#### [INSTRUCTION A]
In the talk on code sharing, what does the speaker quote Sandi Metz as saying?
#### [INSTRUCTION B]
Pick up the talk on code sharing right after its final line and write the speaker's next few remarks.

The other thing is code sharing. I can guarantee you that I was literally crucified when I started to say, you don’t have to share code like you were doing in a monolithic system with components. The community was quite against that. Although I found a good ally that is Sandi Metz. He was saying that duplication is far cheaper than the wrong abstraction. Because, in reality, what we are aiming for is reducing external dependencies, as we said before. There are certain situations like the design system, you want to have consistency, makes sense. Not for everything. You want to optimize for fast flow. By far, one suggestion I usually do to everything, when you are on the fence, like we abstract or not our code, let’s start with duplication. Let’s wait six months. Let’s see what hurts.

Then, at that point, you have by far more insight on what to abstract and how. Finally, you need to embrace a lean mindset. Because the reality is code can be changed very easily at some point. If you structure your code in a modular fashion, despite duplicating that, replacing it with an abstraction will be pretty fast. As long as you are capable of understanding which part of the system needs that. A quick example. Imagine that you have a logging library, analytics library, design system, and data layer. Which one shouldn’t you abstract?

Participant: Data.

#### [DATA EXTRACT]

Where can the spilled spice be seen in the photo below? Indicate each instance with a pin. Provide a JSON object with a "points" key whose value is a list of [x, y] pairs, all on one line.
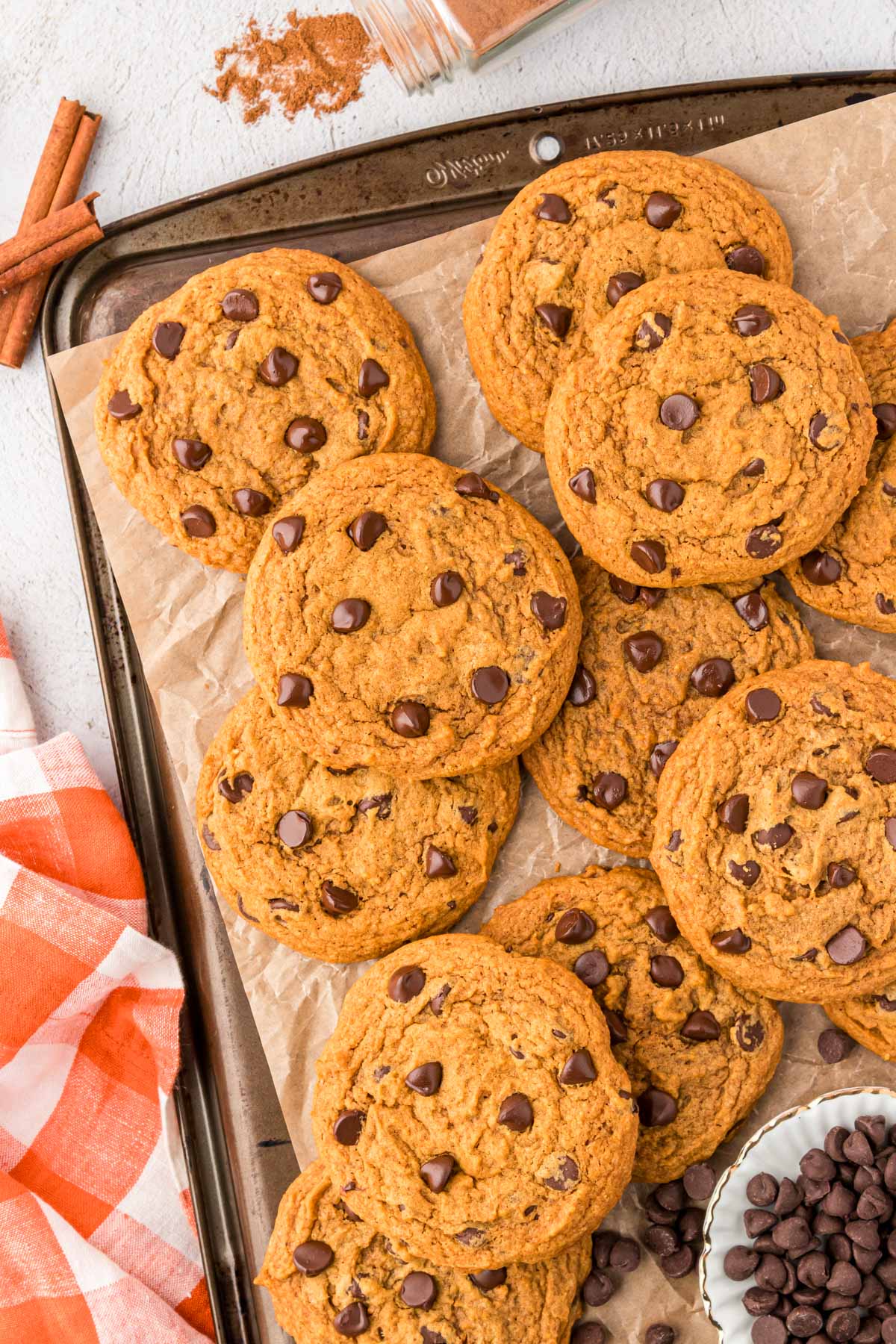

#### [TASK OUTPUT A]
That duplication is far cheaper than the wrong abstraction.

#### [TASK OUTPUT B]
Luca Mezzalira: Data. Good choice. One heuristic that you need to follow is the rate of change. If you think about the logging library, analytics, design system, the design system, the rate of change can be higher than others. Data layer is specific to the domain. We said that we are building subdomain systems. We are not talking about abstracting that. I have many companies that, for instance, end up having a shared data layer. Then suddenly, surprise, some micro-frontends were consuming other APIs not inside their domains, increasing the strain towards origin and providing a big problem. Because now for just a single field that they need to display, they are basically consuming way more than is needed, while a rationalization of this stuff could be done at the architecture level. You open up a can of worms that you don’t want to look at.

More importantly, the rate of change of the data layer is definitely higher than the others, because when you created the logging library, you are not going to touch every five minutes. The same for analytics and design system. The data layer is likely, because if you’re building a new feature, probably you need a service to consume. If it’s inside my area, I don’t have to retest all the other micro-frontends. I just work with my peers and I start to deploy that specific thing quickly.

The ownership part, I know that it seems not very fancy in 2025 talking about that, but the reality is I need to talk about that because it’s not like I imagined in many companies. For me, a micro-frontend should be coded by a single team, tested by a single team, but also they should know about deployment monitoring. Sometimes for certain teams that I’ve encountered during my journey, it’s shocking because usually they are working like I was working 10 years ago. I write some code, it works, test it, perfect. I throw on the other side of the fence and another team is deploying that. When there is a bug in production, I don’t have eyes and ears. I just know that, when the user clicks that button, it blows up. Then good luck solving that. It’s extremely important you see with the system the observability part, otherwise, it’s not going to work at all. That’s one of the key aspects of micro-frontends.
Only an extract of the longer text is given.